# [TASK BRIEF]
Wherever a line in the records contains the word "segment", return that line.

(Saved data entries)

------------

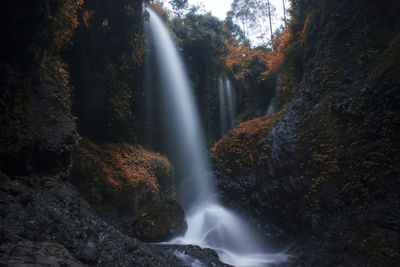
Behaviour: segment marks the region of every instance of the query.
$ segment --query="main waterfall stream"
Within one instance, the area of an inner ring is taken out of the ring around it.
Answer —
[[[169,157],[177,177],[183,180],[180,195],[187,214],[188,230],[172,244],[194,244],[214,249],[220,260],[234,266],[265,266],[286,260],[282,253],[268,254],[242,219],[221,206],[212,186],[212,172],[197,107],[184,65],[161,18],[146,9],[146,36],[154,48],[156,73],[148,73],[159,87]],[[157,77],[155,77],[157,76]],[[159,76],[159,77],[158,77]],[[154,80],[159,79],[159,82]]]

------------

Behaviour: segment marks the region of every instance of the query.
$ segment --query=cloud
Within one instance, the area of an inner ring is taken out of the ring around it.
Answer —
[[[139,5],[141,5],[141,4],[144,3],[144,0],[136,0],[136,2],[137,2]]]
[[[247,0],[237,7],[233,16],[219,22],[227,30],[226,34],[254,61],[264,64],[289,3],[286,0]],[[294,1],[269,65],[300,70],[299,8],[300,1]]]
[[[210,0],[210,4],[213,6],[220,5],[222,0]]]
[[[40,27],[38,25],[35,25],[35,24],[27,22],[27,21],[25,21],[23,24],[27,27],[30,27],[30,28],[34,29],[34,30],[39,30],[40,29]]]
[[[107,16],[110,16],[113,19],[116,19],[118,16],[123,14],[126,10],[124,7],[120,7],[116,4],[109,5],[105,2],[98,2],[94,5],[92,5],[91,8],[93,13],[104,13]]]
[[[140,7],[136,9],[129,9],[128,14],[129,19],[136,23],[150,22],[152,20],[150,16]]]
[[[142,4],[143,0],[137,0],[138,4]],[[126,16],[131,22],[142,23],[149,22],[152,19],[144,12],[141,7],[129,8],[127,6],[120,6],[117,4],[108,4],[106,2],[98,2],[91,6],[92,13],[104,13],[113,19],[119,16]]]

------------

# [EXPECTED ANSWER]
Behaviour: segment marks the region of every instance of the query.
$ segment --query="main waterfall stream"
Behaviour: segment marks the region of every instance of the query.
$ segment --query=cloud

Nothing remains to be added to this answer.